## PROBLEM
In the selection on finding wet roof insulation, what reading does a capacitance meter give when dry material lies below a dry membrane?

## SELECTION
▼
Roof surfaces emit infrared energy which is viewable using an imaging radiometer (infrared camera).  When the inside/outside temperature of a roof assembly is sufficiently different, areas of the assembly  that contain wet insulation will conduct more energy to the surface and the surface will radiate more energy, allowing the thermographer to locate patterns in real time that distinguish  between the wet and dry areas to be marked on the roof surface.

Capacitance meters use two pads a few inches apart to read the electrical characteristics of the roof assembly below the meter.  Dry material below a dry membrane yields a zero reading while wet materials will yield a positive reading. Readings are taken on a grid pattern.  Wet readings are grouped together and marked as a wet area on the roof surface.


Infrared requires the surface to be clear and viewable.  Areas that are under equipment or covered in water, loose equipment or debris are not viewable.  The roof has to be the same construction and under the same energy influence.  Radiated energy from walls or equipment and convection energy from roof units or wall louvers will affect the surface temperatures.

Capacitance meters only read the location below the meter.  A good meter is sensitive enough to detect trace moisture.  The reading can be considered to represent a larger area depending on the type of insulation and roof construction.
▲
## ITEMS
▼
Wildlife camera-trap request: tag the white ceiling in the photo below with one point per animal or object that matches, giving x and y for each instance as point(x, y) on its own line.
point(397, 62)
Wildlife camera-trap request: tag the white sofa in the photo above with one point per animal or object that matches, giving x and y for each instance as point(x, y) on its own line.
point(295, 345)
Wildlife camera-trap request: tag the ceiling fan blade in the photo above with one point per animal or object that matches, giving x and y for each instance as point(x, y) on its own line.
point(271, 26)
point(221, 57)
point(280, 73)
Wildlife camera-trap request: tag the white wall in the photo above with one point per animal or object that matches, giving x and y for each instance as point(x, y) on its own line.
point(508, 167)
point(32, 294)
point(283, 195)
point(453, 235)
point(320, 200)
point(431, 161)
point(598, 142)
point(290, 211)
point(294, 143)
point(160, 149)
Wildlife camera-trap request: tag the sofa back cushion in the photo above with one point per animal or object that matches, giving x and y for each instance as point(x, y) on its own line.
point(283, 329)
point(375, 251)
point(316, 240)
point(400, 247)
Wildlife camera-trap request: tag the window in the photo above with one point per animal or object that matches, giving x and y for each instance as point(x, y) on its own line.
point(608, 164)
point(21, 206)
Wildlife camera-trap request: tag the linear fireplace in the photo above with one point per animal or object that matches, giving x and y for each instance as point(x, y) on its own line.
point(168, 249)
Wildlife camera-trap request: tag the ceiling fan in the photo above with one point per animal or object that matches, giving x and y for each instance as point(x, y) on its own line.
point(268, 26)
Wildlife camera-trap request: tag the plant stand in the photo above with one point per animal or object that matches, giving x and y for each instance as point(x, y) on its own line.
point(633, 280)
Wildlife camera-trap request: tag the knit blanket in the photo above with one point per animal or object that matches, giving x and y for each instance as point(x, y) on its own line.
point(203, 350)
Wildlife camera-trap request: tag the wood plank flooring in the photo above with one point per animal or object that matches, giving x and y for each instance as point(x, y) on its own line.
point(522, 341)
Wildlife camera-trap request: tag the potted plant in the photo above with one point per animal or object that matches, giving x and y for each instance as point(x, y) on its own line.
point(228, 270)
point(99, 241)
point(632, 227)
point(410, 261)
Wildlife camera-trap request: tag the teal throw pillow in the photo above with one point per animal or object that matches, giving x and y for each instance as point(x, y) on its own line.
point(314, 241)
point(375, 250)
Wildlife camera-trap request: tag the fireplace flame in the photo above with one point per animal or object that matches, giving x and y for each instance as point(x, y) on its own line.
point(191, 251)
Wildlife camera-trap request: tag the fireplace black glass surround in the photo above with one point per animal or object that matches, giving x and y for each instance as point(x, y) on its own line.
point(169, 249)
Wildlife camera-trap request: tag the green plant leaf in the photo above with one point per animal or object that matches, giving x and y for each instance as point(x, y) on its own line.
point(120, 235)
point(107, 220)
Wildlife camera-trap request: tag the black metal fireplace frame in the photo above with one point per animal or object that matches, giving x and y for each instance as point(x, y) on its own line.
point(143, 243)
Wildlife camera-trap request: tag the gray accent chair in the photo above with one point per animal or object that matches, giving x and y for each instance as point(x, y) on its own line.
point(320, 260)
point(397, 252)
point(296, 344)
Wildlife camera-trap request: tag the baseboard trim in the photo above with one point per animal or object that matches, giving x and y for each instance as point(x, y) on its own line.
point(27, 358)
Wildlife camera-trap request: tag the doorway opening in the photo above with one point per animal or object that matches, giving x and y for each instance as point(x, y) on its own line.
▲
## SOLUTION
A zero reading.